Pull out every line of the material below that contains the string "building", treating case as significant.

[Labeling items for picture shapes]
════

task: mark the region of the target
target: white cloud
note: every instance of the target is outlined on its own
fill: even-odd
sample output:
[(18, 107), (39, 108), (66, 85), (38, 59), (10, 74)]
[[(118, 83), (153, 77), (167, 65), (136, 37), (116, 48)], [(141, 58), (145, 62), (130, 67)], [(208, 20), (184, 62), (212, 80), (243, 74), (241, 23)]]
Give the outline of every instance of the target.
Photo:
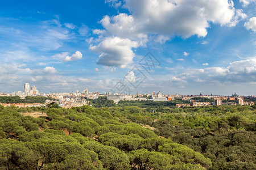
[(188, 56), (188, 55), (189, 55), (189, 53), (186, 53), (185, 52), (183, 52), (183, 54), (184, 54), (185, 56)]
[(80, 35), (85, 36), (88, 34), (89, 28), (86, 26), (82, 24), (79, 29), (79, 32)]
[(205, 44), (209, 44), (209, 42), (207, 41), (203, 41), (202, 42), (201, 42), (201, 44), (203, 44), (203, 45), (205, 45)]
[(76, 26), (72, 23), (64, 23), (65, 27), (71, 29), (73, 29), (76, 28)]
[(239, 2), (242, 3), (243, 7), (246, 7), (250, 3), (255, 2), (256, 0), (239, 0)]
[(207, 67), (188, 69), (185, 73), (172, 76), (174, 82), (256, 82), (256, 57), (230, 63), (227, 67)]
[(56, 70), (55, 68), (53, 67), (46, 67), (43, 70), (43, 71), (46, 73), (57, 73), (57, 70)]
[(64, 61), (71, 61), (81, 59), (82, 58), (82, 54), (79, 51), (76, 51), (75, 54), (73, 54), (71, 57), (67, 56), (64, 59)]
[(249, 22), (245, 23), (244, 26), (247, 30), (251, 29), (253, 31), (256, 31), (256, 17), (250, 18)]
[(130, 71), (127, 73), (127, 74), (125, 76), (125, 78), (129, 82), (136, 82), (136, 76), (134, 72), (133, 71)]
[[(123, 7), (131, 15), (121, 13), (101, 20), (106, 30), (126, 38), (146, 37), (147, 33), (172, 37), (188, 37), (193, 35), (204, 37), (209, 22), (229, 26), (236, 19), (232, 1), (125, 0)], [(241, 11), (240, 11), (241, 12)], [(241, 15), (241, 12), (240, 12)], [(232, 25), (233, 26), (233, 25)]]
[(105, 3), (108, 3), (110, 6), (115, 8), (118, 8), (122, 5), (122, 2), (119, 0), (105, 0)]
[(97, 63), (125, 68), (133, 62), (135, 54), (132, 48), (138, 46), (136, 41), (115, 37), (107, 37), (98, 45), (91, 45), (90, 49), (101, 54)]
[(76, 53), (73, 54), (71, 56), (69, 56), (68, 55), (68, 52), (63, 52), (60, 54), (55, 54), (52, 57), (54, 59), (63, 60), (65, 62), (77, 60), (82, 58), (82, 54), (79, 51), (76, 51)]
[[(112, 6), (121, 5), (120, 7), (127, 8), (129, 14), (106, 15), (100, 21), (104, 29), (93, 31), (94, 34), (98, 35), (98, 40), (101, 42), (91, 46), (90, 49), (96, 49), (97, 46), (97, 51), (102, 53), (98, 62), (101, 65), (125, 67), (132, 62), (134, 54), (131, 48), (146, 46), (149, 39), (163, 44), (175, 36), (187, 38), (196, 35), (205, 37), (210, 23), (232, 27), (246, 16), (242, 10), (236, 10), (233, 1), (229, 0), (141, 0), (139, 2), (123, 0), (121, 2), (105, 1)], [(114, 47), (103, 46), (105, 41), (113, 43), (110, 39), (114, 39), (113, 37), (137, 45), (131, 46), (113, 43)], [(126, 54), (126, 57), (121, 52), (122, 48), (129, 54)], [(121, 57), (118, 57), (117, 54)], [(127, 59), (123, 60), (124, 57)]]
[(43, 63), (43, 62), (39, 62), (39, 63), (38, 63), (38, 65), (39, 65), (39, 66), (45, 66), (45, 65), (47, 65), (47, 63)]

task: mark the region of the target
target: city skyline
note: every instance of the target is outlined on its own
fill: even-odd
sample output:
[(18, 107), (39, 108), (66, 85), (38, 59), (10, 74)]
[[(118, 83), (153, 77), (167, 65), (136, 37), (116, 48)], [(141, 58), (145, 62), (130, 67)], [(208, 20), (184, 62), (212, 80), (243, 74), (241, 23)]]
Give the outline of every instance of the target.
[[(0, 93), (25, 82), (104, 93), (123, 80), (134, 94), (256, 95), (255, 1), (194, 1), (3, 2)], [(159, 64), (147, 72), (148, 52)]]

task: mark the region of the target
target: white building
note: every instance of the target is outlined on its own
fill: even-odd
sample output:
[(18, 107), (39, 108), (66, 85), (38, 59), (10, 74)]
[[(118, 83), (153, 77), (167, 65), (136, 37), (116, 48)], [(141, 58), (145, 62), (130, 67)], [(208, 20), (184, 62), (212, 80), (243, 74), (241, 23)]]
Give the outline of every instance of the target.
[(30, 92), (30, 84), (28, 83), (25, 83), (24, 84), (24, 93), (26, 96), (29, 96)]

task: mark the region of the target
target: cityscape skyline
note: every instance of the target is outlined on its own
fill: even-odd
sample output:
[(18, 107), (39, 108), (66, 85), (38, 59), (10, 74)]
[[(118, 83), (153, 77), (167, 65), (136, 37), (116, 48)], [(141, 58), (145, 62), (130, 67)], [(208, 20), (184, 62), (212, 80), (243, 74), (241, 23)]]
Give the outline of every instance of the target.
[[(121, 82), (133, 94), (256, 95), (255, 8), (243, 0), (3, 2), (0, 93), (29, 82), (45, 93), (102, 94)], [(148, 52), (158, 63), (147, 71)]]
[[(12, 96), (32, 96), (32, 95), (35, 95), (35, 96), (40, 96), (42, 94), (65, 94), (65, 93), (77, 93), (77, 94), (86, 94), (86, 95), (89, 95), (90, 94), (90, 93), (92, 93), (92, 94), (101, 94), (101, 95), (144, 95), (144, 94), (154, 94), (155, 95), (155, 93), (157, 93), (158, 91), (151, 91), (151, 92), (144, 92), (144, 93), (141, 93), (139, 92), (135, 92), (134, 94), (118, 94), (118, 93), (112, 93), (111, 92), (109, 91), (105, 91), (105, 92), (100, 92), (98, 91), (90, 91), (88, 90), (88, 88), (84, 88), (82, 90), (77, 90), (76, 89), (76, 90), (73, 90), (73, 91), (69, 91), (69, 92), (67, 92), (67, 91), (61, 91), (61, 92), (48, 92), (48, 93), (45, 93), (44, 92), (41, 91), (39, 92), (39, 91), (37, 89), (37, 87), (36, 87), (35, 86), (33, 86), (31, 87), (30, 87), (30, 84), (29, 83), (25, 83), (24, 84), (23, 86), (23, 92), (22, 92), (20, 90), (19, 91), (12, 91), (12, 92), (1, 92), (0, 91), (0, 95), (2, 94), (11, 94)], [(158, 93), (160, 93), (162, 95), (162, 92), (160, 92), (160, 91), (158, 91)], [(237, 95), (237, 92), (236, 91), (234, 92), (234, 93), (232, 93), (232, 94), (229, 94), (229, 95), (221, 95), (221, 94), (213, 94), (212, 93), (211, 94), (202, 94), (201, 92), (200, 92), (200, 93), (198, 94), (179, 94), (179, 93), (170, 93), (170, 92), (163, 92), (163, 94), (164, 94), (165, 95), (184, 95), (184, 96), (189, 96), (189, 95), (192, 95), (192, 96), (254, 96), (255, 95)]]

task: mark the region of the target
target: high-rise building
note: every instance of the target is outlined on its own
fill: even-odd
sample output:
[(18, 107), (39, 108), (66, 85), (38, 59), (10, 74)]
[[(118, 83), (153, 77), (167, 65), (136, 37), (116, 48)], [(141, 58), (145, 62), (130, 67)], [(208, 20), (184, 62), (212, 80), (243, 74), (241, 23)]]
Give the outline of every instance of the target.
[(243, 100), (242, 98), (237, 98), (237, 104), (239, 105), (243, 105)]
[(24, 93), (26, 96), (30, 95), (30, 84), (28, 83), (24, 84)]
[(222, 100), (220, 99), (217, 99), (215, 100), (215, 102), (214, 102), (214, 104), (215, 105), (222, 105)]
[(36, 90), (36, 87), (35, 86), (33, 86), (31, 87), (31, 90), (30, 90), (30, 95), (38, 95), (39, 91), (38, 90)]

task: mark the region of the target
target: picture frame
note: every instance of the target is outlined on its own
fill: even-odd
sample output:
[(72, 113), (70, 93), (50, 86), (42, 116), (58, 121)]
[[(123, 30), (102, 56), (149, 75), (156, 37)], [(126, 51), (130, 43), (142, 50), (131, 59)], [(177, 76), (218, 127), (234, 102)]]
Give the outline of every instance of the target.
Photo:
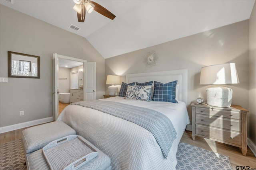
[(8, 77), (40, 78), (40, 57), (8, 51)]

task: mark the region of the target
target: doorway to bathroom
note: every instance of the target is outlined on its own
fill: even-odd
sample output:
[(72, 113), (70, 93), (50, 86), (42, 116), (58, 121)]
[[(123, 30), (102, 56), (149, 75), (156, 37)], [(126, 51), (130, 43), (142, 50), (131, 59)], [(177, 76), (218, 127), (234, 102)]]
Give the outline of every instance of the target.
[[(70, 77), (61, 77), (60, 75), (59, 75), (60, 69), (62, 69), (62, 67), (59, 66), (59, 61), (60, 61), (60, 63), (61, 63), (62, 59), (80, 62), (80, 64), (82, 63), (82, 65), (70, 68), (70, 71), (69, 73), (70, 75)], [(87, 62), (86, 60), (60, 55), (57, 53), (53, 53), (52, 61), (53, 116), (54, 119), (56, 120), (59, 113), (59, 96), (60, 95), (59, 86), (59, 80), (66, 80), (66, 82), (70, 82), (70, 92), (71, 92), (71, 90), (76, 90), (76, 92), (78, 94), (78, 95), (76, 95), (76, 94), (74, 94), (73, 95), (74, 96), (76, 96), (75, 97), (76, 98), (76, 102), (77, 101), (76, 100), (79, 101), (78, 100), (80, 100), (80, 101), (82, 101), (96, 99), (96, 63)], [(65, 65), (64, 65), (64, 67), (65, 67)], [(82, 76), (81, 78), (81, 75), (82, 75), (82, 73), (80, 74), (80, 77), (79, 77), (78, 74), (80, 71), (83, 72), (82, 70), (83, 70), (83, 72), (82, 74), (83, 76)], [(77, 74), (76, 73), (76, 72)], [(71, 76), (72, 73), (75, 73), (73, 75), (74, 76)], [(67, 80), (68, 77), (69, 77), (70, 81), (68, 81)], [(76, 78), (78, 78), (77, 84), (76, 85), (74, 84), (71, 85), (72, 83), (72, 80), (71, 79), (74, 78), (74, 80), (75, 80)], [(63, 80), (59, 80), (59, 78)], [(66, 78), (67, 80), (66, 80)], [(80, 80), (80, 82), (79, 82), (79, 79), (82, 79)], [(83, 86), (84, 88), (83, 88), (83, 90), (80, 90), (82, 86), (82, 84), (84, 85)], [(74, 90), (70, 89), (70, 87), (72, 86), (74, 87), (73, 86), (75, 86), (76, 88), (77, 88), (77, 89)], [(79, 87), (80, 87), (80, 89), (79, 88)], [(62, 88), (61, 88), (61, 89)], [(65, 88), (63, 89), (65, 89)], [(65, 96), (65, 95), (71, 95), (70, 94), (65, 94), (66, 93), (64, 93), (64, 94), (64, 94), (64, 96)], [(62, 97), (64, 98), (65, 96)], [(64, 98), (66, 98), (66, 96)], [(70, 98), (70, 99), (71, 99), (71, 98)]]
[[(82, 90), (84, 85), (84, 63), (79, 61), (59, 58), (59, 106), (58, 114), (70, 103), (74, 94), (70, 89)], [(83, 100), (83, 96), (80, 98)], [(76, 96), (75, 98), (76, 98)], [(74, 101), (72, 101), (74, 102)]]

════

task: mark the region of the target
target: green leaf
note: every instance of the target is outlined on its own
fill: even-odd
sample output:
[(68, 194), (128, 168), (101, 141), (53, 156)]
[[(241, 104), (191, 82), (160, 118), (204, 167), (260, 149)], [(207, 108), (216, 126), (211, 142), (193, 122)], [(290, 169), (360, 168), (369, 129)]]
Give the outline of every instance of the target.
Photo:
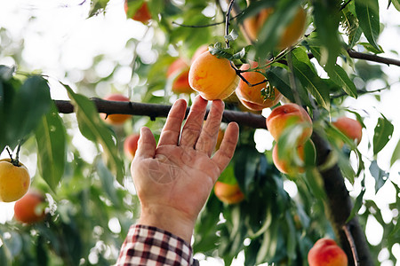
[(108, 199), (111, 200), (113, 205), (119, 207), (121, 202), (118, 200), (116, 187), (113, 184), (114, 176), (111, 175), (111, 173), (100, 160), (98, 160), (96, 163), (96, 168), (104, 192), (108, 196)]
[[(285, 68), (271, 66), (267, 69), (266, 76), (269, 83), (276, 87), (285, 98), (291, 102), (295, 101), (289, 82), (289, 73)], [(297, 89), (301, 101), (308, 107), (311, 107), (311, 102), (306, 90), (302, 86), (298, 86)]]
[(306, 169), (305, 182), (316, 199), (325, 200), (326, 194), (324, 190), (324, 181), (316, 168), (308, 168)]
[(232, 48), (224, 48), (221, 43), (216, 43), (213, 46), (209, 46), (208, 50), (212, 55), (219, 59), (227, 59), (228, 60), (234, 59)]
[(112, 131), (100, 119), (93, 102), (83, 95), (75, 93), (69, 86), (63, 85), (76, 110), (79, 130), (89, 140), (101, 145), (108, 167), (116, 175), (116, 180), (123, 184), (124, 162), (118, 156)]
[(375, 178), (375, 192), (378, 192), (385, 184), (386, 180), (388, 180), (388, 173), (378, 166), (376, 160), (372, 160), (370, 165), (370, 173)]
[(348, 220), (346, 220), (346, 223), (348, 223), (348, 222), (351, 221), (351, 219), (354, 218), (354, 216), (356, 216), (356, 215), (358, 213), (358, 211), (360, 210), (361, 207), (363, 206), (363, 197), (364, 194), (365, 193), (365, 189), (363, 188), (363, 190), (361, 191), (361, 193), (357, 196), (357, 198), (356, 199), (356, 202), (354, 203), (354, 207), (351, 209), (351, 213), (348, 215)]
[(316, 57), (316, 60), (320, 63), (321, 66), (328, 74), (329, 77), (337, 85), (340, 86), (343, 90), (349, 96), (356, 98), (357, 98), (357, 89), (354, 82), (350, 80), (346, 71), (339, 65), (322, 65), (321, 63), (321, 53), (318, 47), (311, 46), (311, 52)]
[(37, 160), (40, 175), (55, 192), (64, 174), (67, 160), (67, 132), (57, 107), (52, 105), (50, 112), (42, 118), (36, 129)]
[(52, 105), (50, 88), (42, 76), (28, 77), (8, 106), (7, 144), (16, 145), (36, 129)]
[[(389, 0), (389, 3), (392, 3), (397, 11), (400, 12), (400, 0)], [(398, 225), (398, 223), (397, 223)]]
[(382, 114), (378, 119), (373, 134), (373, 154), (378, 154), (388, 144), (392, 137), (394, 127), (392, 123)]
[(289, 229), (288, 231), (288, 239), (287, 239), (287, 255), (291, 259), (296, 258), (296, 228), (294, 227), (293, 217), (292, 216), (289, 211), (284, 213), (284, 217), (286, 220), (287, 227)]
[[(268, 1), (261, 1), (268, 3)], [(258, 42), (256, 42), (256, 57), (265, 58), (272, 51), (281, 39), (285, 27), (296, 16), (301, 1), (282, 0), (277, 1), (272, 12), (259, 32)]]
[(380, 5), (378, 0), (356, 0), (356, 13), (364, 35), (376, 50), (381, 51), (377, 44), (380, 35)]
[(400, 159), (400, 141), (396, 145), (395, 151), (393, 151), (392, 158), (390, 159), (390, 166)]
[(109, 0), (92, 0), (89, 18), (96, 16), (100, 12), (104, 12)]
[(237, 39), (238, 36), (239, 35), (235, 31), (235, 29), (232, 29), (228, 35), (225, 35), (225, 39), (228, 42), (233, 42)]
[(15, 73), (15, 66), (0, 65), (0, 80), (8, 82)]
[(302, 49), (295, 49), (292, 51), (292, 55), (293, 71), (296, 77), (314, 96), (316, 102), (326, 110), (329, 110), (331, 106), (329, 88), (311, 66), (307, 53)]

════

**ANSWER:**
target: white building
target: high-rise building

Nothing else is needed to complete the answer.